# bear paper bag



## chiffonroll (Jun 27, 2020)

does anyone know what item shows up as the paper bag with a bear on it when you drop it?


----------



## Rosch (Jun 27, 2020)

Sadly, that doesn't exist on New Horizons.

EDIT: Apparently, the tambourine and ocarina turns into this bag when dropped or placed on a table.


----------



## chiffonroll (Jun 27, 2020)

Rosch said:


> Sadly, that doesn't exist on New Horizons.


but i saw it in someone's new horizons photo, maybe a hacked item then...?


----------



## Rosch (Jun 27, 2020)

chiffonroll said:


> but i saw it in someone's new horizons photo, maybe a hacked item then...?



Hmm. The bear paper bag is a lost item in New Leaf. But Lost Items in New Horizons are a book, a notebook, and a pouch. Could you maybe link to the photo in question?


----------



## niko2 (Jun 27, 2020)

A tambourine when dropped on the ground/table looks like that, probably other stuff like the ocarina is the same


----------



## Rosch (Jun 27, 2020)

niko2 said:


> A tambourine when dropped on the ground/table looks like that, probably other stuff like the ocarina is the same



Oh. Indeed it does. Tried both the ocarina and tambourine.
Thanks for the correction.


----------



## chiffonroll (Jun 27, 2020)

niko2 said:


> A tambourine when dropped on the ground/table looks like that, probably other stuff like the ocarina is the same


thank youu!!


----------



## Hobowire (Jun 27, 2020)

Party poppers I think


----------



## loveclove (Jun 27, 2020)

Hobowire said:


> Party poppers I think


Yeah, that's what I saw


----------



## Fye (Jun 27, 2020)

So it sounds like hand-held items (but not tools) turn into the brown paper bag?


----------



## pup (Jun 27, 2020)

YES. i was worried we lost the most important item (truly lol)


----------



## Underneath The Stars (Jun 27, 2020)

omg period this is so helpful


----------

==============================

> [TASK INSTRUCTIONS]: Could you quote, word for word, the stretch of the bear paper bag thread above that starts at "does anyone know" and runs through "on a table."?

(A series of records)
==============================

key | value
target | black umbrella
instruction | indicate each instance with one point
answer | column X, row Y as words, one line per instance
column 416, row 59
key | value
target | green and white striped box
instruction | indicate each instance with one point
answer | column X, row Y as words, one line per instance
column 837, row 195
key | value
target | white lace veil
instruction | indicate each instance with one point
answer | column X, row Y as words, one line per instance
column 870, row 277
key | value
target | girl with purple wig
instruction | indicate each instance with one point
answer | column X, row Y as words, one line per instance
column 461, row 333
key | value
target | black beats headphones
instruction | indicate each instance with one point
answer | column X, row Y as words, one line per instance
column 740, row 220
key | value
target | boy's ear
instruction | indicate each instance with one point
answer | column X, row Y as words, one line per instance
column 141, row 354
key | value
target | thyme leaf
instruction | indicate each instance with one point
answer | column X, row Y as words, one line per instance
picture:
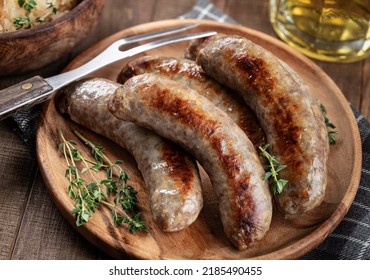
column 329, row 125
column 88, row 196
column 272, row 171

==============================

> [RESULT OF THIS EXERCISE]:
does anyone know what item shows up as the paper bag with a bear on it when you drop it?


----------



## Rosch (Jun 27, 2020)

Sadly, that doesn't exist on New Horizons.

EDIT: Apparently, the tambourine and ocarina turns into this bag when dropped or placed on a table.